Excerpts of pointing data
==================================================

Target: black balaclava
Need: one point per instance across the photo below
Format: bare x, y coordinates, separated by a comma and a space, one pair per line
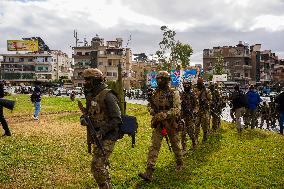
187, 87
163, 84
199, 85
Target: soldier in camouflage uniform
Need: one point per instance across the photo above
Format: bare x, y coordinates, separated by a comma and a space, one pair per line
203, 115
165, 109
102, 107
265, 115
189, 108
216, 106
273, 113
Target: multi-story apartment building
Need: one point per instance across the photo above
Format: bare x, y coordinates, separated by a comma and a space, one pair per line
62, 65
237, 61
266, 65
28, 67
278, 75
106, 57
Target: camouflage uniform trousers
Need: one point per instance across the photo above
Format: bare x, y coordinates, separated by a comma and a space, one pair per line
216, 121
202, 120
233, 116
99, 165
190, 129
251, 118
265, 118
156, 139
239, 113
273, 119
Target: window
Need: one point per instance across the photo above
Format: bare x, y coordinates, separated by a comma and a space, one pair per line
11, 59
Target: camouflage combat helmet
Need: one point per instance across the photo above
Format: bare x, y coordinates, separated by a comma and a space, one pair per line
187, 82
163, 74
92, 72
200, 81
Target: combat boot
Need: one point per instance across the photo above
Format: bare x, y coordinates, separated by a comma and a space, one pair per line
179, 166
204, 137
147, 176
194, 145
105, 186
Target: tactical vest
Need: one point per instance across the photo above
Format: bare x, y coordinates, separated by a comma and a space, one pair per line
162, 101
203, 100
96, 107
96, 110
188, 103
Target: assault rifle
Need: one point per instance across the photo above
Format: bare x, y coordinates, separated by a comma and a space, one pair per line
85, 120
164, 123
93, 133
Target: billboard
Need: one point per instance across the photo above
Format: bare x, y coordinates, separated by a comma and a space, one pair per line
222, 77
22, 45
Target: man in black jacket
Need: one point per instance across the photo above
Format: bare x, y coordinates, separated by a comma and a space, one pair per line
2, 118
239, 103
280, 108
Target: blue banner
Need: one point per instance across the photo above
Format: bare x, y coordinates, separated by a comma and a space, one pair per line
175, 78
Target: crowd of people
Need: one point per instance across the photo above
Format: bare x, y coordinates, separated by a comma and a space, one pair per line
176, 116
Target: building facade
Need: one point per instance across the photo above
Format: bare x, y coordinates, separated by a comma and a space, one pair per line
242, 63
236, 62
105, 56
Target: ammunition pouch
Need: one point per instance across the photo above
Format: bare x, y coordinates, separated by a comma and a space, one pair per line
83, 121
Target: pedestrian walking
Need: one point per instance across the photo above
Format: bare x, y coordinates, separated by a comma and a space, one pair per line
2, 118
36, 100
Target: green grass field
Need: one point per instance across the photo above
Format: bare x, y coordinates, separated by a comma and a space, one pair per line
52, 153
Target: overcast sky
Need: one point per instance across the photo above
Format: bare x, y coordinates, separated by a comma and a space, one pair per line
202, 24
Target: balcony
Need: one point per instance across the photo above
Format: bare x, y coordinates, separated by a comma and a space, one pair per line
114, 56
75, 56
247, 67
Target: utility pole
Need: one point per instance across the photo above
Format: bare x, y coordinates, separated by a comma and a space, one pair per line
76, 38
120, 90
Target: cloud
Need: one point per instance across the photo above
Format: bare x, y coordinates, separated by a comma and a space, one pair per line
202, 24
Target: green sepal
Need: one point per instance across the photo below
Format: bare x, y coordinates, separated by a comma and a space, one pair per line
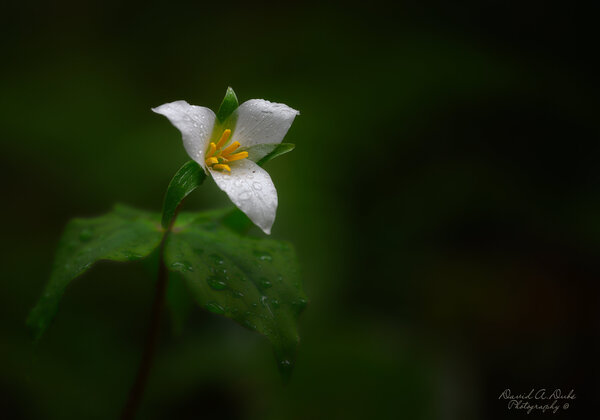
189, 177
229, 104
124, 234
254, 281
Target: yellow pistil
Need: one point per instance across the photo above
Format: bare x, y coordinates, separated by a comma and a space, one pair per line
237, 156
212, 148
232, 148
218, 157
221, 166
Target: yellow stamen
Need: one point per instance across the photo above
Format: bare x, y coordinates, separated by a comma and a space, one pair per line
237, 156
231, 148
220, 166
224, 138
212, 148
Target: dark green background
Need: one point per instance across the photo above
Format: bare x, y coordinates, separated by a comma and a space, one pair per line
443, 199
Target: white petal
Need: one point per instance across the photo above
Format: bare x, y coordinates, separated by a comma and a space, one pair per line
195, 123
260, 121
250, 188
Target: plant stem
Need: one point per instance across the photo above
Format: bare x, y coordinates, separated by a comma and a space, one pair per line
137, 390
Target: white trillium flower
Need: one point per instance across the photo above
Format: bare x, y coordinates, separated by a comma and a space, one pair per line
228, 150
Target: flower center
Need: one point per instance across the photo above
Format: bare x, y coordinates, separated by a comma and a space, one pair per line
218, 156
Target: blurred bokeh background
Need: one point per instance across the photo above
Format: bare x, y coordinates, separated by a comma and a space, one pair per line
443, 199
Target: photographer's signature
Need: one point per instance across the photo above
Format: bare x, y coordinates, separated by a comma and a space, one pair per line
539, 400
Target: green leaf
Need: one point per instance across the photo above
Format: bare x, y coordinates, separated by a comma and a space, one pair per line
253, 281
264, 152
189, 177
124, 234
179, 302
229, 104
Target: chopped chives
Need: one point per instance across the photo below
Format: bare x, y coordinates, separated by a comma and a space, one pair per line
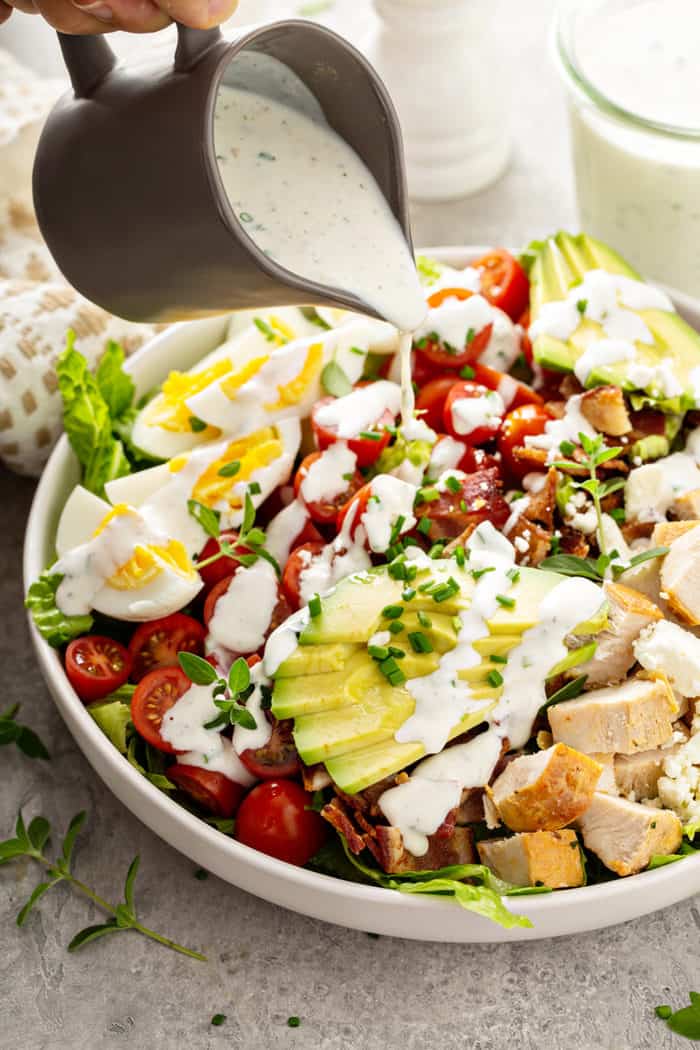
378, 652
230, 469
420, 643
427, 496
505, 601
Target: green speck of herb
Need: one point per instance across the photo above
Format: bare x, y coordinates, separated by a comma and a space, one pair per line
230, 469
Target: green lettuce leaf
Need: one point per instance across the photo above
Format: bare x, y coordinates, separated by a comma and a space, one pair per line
52, 624
484, 898
114, 384
87, 412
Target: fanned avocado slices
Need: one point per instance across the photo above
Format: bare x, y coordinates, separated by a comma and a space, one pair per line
346, 711
557, 267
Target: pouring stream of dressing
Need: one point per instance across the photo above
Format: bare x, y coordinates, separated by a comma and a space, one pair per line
308, 200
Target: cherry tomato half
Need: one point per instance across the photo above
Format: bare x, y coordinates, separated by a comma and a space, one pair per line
366, 449
487, 413
97, 666
224, 566
157, 643
512, 391
323, 511
504, 281
213, 791
277, 758
155, 694
296, 563
431, 399
275, 818
529, 419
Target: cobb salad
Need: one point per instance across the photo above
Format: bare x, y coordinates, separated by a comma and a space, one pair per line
450, 653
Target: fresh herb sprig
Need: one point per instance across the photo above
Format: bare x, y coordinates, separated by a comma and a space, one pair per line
25, 738
595, 454
30, 841
251, 542
684, 1022
228, 693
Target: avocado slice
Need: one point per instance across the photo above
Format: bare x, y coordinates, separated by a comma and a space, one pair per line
558, 266
347, 717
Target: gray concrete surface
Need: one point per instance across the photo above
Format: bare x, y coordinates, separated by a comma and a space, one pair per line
352, 992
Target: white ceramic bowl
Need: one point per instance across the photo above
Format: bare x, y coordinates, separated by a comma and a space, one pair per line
348, 904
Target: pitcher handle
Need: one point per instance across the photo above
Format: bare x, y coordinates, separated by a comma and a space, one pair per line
193, 44
88, 60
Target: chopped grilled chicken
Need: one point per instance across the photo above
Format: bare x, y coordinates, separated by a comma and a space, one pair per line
535, 859
608, 781
637, 776
634, 716
687, 506
680, 576
545, 791
629, 613
606, 411
627, 835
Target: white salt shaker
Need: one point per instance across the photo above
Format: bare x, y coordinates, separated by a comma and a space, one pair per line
438, 60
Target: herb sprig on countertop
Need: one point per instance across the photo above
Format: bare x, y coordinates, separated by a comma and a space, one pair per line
684, 1022
30, 842
25, 738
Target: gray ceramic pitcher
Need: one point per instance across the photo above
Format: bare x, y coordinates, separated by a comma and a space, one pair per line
127, 188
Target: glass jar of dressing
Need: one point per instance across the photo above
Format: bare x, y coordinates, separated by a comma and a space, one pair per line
633, 78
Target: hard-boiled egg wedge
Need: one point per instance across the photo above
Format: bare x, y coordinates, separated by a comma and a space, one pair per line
288, 381
167, 425
217, 475
113, 561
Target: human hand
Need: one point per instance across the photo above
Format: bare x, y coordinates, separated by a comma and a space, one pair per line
132, 16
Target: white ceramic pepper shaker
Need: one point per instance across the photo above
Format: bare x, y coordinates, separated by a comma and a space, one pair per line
437, 58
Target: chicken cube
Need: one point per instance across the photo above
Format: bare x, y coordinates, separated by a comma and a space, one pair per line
535, 859
627, 835
629, 613
637, 776
545, 791
686, 506
608, 781
606, 411
635, 715
680, 576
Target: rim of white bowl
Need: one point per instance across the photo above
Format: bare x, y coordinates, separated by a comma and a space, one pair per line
42, 510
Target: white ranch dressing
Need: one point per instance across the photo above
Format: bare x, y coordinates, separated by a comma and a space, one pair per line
304, 196
242, 613
420, 805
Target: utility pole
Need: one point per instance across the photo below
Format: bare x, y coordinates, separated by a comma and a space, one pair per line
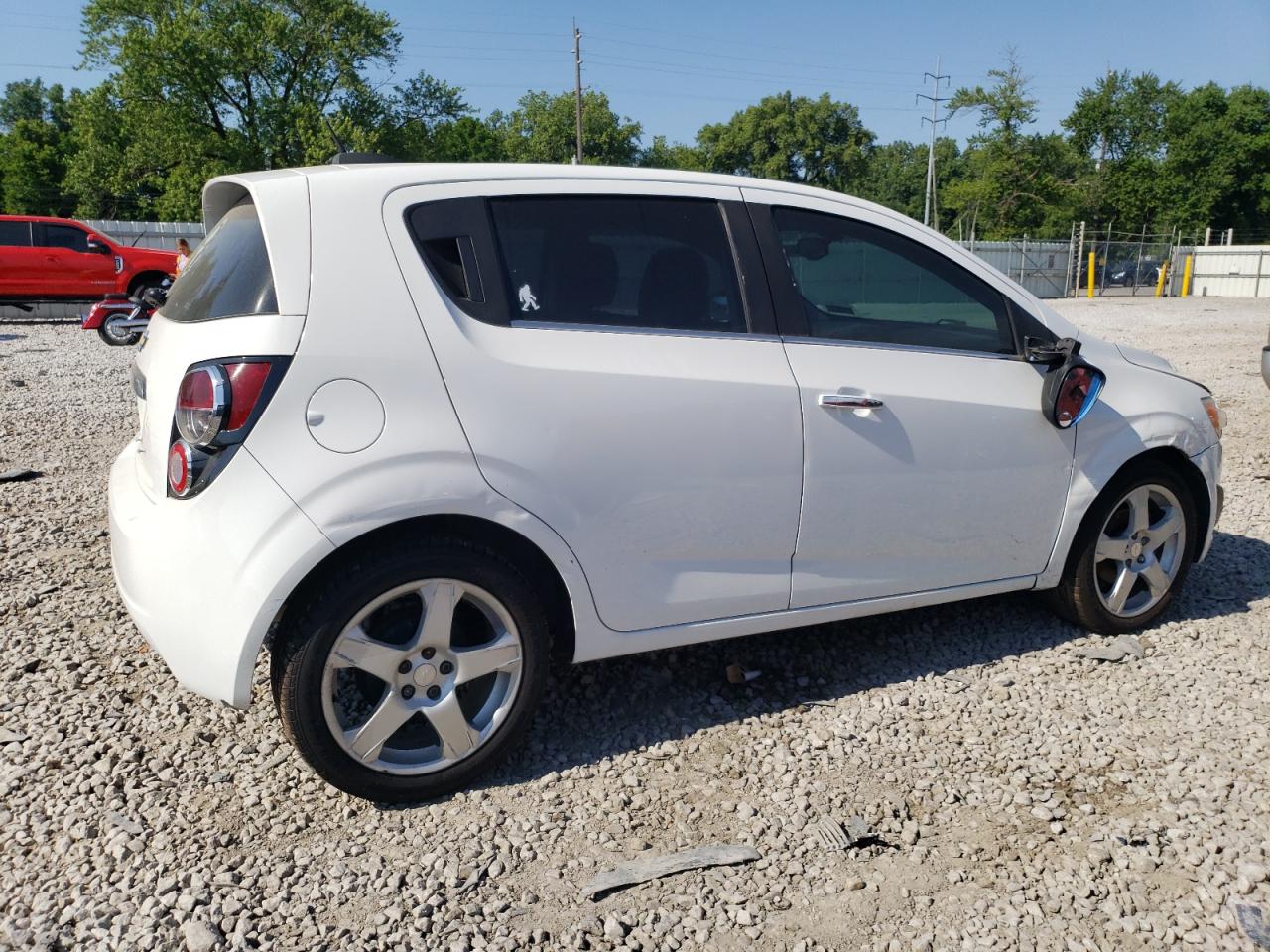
576, 84
931, 208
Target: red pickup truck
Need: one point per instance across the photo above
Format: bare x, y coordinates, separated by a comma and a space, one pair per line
60, 259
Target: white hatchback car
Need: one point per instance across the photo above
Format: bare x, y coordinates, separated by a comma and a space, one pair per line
421, 428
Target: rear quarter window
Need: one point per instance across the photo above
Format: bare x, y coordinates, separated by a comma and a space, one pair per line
229, 276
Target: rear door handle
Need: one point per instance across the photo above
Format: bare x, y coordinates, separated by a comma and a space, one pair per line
848, 402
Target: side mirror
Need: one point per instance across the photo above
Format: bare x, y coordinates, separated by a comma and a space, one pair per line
1070, 391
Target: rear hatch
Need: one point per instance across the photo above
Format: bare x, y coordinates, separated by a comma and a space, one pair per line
223, 304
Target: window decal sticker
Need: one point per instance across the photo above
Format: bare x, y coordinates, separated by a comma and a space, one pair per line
529, 301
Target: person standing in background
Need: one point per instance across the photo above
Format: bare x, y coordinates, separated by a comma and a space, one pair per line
182, 255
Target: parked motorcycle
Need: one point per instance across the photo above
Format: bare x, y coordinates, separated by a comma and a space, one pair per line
121, 320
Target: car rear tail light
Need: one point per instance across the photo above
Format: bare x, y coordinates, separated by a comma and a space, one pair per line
217, 404
202, 402
181, 468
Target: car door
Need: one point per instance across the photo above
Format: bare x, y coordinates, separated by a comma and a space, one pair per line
72, 270
617, 375
929, 463
19, 259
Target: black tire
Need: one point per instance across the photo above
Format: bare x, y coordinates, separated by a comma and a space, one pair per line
305, 642
117, 339
1078, 597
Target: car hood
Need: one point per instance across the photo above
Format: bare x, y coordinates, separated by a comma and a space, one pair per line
1144, 358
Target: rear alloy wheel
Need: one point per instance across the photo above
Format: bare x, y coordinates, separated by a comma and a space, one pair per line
1132, 555
421, 679
114, 335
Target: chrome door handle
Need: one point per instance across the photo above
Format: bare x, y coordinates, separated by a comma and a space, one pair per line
848, 402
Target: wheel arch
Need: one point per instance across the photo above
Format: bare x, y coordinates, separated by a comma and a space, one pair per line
525, 553
1167, 456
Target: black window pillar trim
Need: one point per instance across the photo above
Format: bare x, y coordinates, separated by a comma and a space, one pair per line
788, 304
752, 275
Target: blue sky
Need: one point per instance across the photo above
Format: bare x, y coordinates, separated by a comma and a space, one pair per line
675, 66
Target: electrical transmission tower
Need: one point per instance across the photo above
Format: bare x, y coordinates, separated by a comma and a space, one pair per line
930, 216
576, 84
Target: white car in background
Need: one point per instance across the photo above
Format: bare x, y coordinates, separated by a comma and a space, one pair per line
420, 428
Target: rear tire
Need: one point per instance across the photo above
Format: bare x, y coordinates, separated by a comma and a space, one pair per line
117, 338
1132, 553
386, 706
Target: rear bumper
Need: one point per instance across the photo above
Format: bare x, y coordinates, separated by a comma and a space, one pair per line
203, 578
1209, 463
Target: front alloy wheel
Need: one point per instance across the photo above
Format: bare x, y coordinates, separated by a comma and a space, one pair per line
1139, 551
1132, 553
413, 667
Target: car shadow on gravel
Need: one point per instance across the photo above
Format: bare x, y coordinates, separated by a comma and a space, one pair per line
606, 708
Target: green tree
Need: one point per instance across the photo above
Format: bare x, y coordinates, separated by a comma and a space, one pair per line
543, 128
1216, 168
231, 84
1016, 181
35, 122
1118, 127
896, 176
792, 139
671, 155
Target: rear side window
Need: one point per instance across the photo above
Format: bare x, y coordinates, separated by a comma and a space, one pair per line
627, 262
64, 236
16, 234
860, 282
229, 276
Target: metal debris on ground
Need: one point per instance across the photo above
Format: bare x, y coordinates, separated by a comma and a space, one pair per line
19, 475
1114, 651
656, 867
834, 839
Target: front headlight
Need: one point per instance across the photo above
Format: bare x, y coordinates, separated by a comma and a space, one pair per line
1215, 414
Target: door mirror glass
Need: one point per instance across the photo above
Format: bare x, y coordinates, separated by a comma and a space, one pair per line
1070, 391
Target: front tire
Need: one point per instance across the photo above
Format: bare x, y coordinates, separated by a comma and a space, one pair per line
1132, 553
413, 670
116, 336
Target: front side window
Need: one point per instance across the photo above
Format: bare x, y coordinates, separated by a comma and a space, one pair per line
64, 236
16, 234
229, 276
658, 263
858, 282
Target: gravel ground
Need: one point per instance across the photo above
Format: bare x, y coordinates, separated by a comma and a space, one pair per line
1019, 794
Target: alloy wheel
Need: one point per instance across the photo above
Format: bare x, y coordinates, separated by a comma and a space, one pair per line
1139, 551
422, 676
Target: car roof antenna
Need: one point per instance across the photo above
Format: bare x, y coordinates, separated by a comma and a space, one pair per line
345, 155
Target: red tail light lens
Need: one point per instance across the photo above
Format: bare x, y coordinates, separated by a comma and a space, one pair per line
202, 400
246, 381
217, 403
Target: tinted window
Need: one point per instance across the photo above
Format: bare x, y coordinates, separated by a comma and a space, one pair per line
229, 276
619, 262
16, 232
860, 282
64, 236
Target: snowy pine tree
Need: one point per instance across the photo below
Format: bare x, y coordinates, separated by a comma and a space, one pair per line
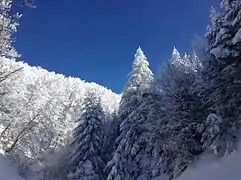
140, 79
86, 147
8, 26
182, 114
224, 31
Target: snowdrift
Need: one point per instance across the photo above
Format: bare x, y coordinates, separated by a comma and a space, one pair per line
210, 168
7, 169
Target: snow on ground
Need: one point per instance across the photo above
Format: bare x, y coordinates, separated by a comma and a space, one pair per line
7, 170
211, 168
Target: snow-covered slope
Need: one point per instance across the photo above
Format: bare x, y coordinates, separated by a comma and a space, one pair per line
211, 168
7, 169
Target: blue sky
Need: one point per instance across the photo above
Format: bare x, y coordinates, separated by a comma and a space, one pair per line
96, 39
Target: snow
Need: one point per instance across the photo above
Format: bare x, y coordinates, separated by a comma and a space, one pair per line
209, 167
220, 52
7, 170
237, 37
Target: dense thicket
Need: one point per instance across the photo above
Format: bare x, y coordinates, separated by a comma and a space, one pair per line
58, 127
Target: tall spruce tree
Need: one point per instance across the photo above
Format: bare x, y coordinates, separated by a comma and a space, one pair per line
85, 156
178, 136
8, 26
224, 31
140, 79
121, 166
220, 87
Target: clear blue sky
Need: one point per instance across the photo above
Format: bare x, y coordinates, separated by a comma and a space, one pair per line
96, 39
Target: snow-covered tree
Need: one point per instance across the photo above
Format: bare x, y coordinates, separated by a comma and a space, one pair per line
140, 79
182, 113
8, 26
224, 31
133, 157
87, 143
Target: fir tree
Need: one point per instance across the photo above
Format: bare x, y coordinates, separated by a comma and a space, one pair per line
224, 31
8, 26
140, 79
87, 143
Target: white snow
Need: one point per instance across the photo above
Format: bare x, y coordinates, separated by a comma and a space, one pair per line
237, 37
7, 170
211, 168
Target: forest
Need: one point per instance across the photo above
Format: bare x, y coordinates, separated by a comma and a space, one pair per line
55, 127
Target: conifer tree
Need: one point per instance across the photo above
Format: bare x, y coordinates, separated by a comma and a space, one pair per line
220, 85
85, 156
8, 26
140, 78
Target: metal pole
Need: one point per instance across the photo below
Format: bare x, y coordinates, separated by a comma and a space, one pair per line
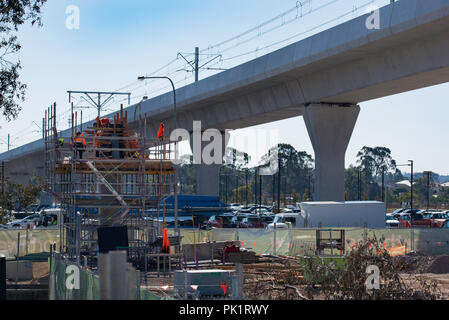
3, 177
17, 257
176, 143
411, 193
246, 189
279, 185
260, 190
2, 278
99, 104
255, 186
197, 52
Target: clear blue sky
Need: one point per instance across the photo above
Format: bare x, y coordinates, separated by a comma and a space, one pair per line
119, 40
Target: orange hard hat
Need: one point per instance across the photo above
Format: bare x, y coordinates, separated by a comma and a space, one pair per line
105, 121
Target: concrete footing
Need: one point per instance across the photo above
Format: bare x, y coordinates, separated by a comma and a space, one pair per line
330, 128
207, 174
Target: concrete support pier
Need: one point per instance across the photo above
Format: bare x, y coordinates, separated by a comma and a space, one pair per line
208, 174
330, 128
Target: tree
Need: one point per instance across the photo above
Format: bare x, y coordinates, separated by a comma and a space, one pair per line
296, 168
14, 13
17, 197
373, 163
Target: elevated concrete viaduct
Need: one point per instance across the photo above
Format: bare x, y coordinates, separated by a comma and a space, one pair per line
323, 77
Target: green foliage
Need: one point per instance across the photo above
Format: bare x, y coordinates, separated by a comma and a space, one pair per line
17, 197
348, 280
14, 13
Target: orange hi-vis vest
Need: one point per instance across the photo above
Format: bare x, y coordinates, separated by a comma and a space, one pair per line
160, 133
79, 138
165, 241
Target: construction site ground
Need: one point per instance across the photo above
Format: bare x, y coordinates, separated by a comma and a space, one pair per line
281, 278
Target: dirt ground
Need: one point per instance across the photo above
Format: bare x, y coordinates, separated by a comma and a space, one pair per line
282, 279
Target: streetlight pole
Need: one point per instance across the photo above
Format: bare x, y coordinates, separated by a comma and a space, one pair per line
428, 173
411, 187
279, 185
176, 146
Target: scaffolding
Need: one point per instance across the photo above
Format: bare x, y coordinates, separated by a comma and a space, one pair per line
109, 175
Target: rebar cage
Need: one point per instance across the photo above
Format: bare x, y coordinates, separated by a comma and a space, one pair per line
108, 175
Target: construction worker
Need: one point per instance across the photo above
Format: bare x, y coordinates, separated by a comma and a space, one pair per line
80, 143
160, 133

==================================================

§ SHORT EXERCISE
Turn the lines from the one containing "Target: rebar cage" through the end of the records, both included, into a Markdown table with the columns Row and Line. Number each line in Row, put its text in Line, and skip any blank lines.

§ SOLUTION TO THIS PROBLEM
| Row | Line |
|---|---|
| 1 | Target: rebar cage |
| 2 | Need: one point per instance across the photo above |
| 3 | Format: bare x, y coordinates, separated by a comma and a space, one pair per line |
| 4 | 108, 175 |
| 5 | Target: construction worker |
| 6 | Need: one point per instance across the photo above |
| 7 | Format: bare x, y coordinates, separated by a comma and a space, one pair per line |
| 8 | 80, 143 |
| 9 | 160, 133 |